Untitled Document
May 15 marked the 58th anniversary of Al Nakba (The Catastrophe). Every
year, Palestinians recount the tragedy of 1948.
I recall my grandmother’s anguish: she was seven months pregnant with
my mother when she was forced to flee to Lebanon by boat. She waited in Lebanon.
The weeks turned into months. The months turned into years . . . Fifty-eight
years later, my grandmother has yet to return to her house in Jaffa.
When the Zionists forces (the Haganagh, Irgun, and Stern Gang) tore Palestine
limb from limb, depopulating villages, uprooting cemeteries, and pillaging arable
fields, Israel had not even been created. Today we see a fight for Israel’s
“right to exist.” But what right does Israel have to exist in its
current form?
United Nations (UN) Resolution 194 states,
“The refugees wishing to return to their homes and live at peace with
their neighbors should be permitted to do so at the earliest practicable date,
and that compensation should be paid for the property of those choosing not
to return.”

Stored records
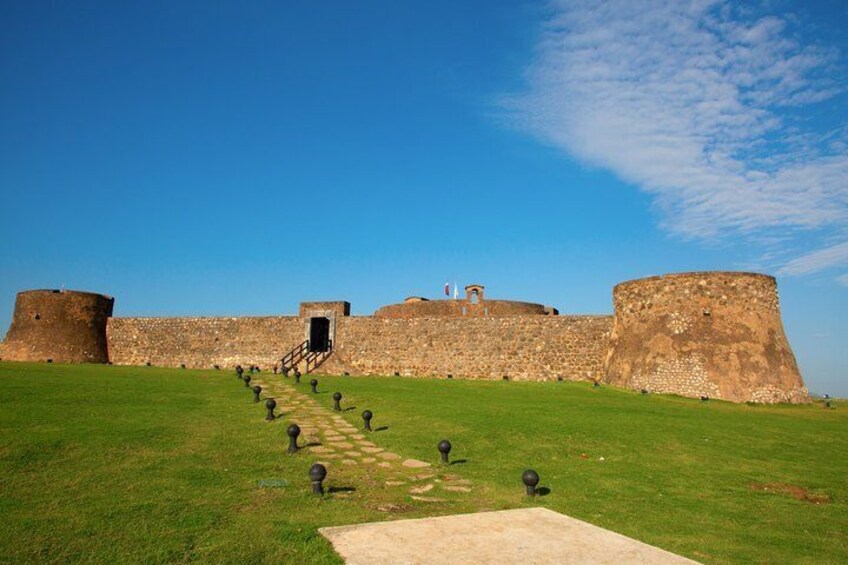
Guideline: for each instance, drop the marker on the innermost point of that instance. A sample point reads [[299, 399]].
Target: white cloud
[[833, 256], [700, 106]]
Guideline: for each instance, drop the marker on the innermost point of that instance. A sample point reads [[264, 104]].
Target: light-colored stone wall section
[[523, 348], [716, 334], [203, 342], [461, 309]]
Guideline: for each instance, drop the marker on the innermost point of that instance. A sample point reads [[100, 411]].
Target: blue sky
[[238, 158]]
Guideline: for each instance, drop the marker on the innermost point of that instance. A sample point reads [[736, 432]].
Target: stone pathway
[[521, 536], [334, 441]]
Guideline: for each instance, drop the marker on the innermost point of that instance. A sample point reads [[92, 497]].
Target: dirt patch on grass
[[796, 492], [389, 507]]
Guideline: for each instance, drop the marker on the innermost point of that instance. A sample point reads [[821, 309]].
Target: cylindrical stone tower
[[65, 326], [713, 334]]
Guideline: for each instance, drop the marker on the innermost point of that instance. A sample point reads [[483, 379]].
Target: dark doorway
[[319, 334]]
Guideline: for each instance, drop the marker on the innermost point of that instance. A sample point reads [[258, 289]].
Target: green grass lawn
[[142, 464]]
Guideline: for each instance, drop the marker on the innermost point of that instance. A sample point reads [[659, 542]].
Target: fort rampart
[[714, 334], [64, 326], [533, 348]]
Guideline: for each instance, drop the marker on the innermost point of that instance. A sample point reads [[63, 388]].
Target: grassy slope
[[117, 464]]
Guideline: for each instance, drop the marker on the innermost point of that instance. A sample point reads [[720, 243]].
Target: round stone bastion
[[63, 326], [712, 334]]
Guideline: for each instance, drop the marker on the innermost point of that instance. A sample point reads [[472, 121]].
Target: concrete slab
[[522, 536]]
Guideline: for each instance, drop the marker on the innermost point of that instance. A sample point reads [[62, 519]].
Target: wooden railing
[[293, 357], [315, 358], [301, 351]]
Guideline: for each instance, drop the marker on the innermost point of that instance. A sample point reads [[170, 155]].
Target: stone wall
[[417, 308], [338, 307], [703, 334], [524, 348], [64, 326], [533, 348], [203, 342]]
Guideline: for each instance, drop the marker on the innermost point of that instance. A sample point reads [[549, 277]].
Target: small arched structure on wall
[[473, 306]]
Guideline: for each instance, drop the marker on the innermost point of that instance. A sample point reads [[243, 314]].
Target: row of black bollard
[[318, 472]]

* * *

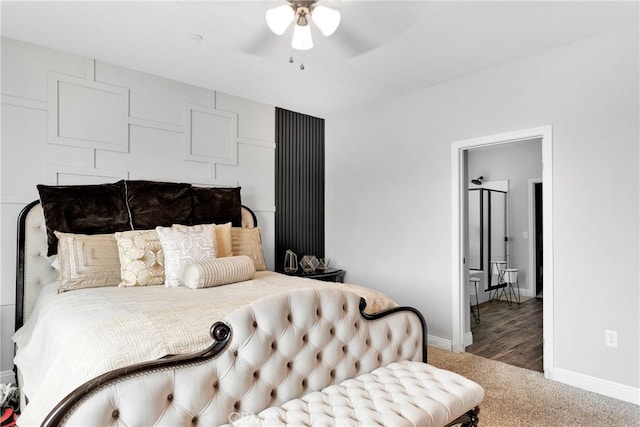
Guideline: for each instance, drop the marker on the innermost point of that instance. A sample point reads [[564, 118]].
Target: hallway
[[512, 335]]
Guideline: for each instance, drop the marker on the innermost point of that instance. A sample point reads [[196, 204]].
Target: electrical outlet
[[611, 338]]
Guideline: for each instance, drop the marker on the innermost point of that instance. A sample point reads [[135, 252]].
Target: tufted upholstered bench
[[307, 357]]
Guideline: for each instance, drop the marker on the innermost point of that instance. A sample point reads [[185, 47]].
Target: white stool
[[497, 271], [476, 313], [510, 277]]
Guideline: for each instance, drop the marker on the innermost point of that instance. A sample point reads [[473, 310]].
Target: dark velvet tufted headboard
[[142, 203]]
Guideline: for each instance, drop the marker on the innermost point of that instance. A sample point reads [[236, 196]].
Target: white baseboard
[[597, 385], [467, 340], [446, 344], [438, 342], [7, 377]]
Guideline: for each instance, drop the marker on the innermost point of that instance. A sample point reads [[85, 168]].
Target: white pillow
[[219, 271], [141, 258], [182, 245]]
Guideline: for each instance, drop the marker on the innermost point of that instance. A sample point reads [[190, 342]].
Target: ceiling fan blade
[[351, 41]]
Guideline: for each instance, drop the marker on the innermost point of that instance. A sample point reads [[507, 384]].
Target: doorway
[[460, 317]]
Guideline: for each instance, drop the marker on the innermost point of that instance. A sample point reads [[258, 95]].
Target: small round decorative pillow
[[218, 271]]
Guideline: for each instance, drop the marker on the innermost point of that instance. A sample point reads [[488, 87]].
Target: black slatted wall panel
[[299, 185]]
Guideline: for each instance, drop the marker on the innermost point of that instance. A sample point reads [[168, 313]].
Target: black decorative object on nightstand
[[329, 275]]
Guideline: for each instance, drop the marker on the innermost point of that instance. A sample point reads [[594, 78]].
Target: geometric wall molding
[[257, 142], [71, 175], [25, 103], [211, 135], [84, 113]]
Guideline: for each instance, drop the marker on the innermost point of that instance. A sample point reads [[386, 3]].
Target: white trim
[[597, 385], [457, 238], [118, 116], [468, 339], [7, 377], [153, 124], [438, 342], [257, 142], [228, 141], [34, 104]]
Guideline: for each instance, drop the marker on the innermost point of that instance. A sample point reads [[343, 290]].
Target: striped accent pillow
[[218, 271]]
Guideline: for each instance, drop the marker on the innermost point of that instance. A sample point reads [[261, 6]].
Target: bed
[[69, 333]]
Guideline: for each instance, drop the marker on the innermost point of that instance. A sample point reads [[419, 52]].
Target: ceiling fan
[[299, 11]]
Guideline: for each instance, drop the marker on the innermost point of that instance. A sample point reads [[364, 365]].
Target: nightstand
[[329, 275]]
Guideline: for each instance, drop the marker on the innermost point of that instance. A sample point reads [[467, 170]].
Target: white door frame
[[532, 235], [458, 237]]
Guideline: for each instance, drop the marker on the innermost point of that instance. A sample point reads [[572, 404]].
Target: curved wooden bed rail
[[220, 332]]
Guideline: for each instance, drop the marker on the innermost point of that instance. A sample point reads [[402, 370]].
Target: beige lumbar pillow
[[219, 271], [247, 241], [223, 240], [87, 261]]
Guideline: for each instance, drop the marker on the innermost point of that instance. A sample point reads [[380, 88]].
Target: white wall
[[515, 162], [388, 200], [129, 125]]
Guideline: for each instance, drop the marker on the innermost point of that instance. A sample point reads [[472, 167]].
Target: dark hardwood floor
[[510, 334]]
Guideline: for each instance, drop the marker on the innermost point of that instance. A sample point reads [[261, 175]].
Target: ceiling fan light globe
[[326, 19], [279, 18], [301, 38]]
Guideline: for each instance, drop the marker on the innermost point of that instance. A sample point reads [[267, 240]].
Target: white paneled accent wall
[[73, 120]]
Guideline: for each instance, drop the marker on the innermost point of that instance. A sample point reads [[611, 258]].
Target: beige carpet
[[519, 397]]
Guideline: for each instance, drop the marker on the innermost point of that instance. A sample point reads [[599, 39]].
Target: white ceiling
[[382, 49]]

Exercise
Please copy out the Nakba anniversary text, everything from "Untitled Document" down to "house in Jaffa.", swapping each "grandmother" for "grandma".

The answer
Untitled Document
May 15 marked the 58th anniversary of Al Nakba (The Catastrophe). Every
year, Palestinians recount the tragedy of 1948.
I recall my grandma’s anguish: she was seven months pregnant with
my mother when she was forced to flee to Lebanon by boat. She waited in Lebanon.
The weeks turned into months. The months turned into years . . . Fifty-eight
years later, my grandma has yet to return to her house in Jaffa.